Selected excerpt =>
Tonight, sometime between 2227-0030 GMT (6:27-8:30 p.m. EDT), SpaceX will launch a “flight proven” rocket for the first time.  “Flight proven” is Elon Musk’s euphemism for “used.”  It was only last April when the rocket in tomorrow’s launch performed its last mission, The CRS-8:

If and when that rocket launches successfully, today, Musk will have accomplished something thought impossible not too long ago, even quite recently.  As we reported in 2012, it costs $10,000 per pound to launch something into orbit.  At least, it did back then.  Today, Musk says he charges $2,500/lb and aims to have that down to $1000/lb this year, when the Falcon Heavy comes online.  Knocking one zero off of NASA’s flight costs is a remarkable achievement, but Musk has predicted he’ll do it again ($100/lb), and some have even speculated a fantastical cost of $10/lb in about 8 years.

Even if that last prediction doesn’t pan out, the consensus seems to be that $100/lb is the point at which many of our sci fi fantasies could come true.  That’s good news for science fiction writers, who Neal Stephenson has said have been too pessimistic, as of late.  So, what can budding new sci-fi writers reasonably predict in the wake of tonight’s launch?

Ryan Faith over at Vice had one idea of how it would go (bolded emphasis added by mois):

“SpaceX wants to get prices down far enough to encourage new users because that’s how they can really start incorporating space in the economic mainstream. Such a change could allow for economies of scale, getting a meaningful slice of global capital flow, industrial synergies, and more.

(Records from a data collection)
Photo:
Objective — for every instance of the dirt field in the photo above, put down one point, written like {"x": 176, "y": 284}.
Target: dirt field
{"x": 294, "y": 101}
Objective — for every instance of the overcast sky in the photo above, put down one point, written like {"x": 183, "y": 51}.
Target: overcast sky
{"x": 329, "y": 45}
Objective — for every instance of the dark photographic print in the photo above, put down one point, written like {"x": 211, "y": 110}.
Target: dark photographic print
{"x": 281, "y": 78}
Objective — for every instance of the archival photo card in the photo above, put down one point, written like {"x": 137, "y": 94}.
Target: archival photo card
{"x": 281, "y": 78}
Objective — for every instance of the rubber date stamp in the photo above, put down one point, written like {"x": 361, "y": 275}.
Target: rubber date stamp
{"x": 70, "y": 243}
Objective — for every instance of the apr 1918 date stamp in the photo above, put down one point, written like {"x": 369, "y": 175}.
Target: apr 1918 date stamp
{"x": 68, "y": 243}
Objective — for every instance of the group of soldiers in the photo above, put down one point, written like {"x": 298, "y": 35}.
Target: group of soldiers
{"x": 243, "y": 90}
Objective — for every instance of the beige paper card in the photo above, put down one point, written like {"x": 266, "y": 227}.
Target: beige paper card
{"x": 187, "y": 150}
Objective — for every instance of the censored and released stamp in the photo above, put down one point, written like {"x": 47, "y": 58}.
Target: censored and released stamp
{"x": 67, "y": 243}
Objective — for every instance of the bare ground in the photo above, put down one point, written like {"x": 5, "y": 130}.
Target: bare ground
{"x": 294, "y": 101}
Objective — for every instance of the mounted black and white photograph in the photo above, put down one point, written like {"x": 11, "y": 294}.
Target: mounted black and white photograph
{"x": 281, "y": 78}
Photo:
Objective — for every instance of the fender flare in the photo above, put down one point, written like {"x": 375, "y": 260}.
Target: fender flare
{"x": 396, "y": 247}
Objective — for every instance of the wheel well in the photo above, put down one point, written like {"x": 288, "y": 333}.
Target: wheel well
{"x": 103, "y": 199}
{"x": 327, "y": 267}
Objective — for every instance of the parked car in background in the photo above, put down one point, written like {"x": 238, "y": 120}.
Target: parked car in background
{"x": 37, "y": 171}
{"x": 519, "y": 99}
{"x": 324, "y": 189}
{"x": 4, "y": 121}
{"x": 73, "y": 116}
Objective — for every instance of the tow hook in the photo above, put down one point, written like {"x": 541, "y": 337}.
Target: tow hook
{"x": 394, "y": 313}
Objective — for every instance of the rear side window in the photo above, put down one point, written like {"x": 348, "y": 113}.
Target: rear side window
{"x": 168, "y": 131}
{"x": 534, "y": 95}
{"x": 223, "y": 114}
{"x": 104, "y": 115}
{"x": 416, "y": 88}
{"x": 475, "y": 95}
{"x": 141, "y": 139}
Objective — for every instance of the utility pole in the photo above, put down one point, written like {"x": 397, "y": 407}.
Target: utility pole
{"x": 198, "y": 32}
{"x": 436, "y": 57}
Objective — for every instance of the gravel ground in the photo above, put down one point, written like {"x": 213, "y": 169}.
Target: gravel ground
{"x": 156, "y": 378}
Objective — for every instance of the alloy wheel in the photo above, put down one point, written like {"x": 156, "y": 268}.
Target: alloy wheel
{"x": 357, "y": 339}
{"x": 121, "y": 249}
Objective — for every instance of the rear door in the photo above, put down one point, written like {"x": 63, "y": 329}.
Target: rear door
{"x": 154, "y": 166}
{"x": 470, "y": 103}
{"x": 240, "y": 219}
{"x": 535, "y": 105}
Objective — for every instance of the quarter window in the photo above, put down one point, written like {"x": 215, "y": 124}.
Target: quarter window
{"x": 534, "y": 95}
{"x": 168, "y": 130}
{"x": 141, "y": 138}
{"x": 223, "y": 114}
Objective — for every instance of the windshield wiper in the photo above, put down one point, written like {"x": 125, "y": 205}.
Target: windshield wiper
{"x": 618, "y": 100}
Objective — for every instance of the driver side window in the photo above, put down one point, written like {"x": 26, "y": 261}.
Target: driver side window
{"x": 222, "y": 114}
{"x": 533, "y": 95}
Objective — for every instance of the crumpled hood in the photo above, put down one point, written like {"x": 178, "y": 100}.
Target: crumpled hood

Required work =>
(a) According to the piece on SpaceX launch costs, what did it cost per pound to put something into orbit in 2012?
(b) Resume the piece on SpaceX launch costs after its last sentence.
None of the data is needed for this.

Task answers =>
(a) $10,000 per pound.

(b)
Once you get to that point, you can start talking much more seriously about building big space stations — the kind of thing dreamed up by 2001: A Space Odyssey. It wouldn’t be like the International Space Station, but more like a big Hilton with a fancy cocktail bar. Granted, drinks at that interstellar cocktail bar could be twice as expensive as normal because of shipping costs — but hey, the views of Earth would totally make up for it.”

In the spirit of Mr. Musk’s iterative approach, I will add more ideas as the evening wears on.  Please feel free to add more in the comments section.

As I type this, it is T-minus 2 hours to the launch window, so I’m going to hit “publish,” for now.  Check this post for post-launch updates.

UPDATE: In case you missed it, watch the day’s coverage of the launch here:

UPDATE: Success!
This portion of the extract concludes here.